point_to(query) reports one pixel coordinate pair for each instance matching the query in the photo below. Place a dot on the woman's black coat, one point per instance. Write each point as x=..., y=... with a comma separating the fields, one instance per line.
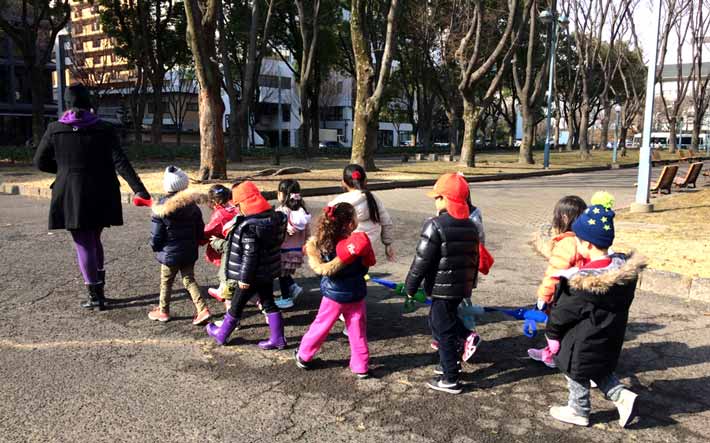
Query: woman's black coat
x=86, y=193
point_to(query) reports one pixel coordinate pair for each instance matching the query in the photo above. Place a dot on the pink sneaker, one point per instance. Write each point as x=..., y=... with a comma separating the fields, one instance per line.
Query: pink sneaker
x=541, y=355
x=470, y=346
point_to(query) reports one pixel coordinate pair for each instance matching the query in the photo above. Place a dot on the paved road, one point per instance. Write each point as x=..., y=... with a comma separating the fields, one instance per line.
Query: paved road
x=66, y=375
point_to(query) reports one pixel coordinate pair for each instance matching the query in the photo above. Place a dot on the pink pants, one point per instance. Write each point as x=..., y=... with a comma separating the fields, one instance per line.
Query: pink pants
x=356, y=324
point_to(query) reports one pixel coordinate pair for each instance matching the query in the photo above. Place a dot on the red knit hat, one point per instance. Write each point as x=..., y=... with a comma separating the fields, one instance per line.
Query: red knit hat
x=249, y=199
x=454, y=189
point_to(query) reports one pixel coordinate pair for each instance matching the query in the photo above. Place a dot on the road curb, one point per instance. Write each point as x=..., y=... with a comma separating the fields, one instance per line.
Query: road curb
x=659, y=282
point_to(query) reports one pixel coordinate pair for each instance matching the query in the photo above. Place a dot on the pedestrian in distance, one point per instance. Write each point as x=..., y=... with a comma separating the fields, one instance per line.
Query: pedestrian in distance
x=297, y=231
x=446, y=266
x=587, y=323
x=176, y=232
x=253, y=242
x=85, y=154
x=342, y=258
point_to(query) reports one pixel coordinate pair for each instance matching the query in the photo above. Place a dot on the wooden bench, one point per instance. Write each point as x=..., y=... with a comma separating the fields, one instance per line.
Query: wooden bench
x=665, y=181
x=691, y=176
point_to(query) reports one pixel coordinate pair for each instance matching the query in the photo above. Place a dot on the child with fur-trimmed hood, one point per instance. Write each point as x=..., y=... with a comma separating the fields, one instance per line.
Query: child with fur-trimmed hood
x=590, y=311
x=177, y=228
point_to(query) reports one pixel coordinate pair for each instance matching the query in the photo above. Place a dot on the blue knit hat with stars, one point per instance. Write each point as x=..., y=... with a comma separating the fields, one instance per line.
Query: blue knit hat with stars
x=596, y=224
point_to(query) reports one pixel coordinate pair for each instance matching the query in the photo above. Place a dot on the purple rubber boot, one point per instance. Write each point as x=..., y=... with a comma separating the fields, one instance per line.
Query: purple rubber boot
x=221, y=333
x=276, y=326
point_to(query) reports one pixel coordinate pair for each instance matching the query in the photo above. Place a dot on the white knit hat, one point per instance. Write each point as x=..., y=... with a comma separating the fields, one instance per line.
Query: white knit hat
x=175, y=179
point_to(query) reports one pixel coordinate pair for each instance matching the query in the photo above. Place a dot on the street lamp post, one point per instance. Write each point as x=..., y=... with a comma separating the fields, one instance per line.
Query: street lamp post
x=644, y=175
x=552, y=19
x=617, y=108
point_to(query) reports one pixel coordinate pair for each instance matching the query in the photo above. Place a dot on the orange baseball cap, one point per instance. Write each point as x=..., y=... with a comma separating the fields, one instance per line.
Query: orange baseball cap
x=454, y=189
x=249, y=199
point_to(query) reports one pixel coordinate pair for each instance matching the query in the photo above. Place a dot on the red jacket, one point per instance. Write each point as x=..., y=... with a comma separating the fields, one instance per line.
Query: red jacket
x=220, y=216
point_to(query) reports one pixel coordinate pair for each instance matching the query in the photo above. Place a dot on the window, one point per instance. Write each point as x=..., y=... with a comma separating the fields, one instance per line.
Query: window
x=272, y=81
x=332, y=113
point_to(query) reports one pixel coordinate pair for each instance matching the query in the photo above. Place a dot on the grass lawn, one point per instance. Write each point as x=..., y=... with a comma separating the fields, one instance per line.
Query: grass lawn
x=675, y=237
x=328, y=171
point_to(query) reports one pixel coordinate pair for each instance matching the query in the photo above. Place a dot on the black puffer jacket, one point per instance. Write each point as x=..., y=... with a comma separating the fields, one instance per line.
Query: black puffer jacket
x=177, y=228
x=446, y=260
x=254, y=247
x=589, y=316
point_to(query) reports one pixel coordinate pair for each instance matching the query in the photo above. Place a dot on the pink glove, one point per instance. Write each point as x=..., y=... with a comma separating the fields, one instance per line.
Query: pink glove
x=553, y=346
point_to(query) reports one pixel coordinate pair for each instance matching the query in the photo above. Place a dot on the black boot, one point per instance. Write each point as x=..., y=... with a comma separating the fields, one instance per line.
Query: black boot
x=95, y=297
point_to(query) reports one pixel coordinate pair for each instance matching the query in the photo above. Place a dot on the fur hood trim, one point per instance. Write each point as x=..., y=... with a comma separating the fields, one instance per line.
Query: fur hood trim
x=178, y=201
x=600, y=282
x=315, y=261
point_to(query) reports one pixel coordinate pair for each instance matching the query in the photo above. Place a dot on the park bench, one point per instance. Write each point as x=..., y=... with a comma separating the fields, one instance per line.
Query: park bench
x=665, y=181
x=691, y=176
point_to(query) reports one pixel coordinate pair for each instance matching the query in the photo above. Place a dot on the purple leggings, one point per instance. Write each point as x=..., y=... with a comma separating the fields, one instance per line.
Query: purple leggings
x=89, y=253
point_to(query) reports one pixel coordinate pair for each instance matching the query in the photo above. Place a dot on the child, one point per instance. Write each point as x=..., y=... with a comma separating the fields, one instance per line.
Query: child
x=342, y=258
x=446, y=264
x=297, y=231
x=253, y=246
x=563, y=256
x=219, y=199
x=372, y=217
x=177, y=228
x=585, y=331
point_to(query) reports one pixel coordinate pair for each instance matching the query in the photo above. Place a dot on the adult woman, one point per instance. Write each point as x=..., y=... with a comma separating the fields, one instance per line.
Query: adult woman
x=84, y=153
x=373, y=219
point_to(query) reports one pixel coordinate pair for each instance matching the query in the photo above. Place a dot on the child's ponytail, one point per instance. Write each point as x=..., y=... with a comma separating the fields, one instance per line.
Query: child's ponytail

::::::::

Your objective:
From the records above, copy out the line with "Query: pink sneaker", the line with "on the paved", and every line between them, word for word.

Response to this task:
Query: pink sneaker
x=541, y=355
x=470, y=346
point_to(query) reports one pixel coordinate pair for each instance matching the query in the photo above. Place a dot on the paved road, one point per instance. Write each point as x=..., y=... with a comma separating the fields, one instance per line.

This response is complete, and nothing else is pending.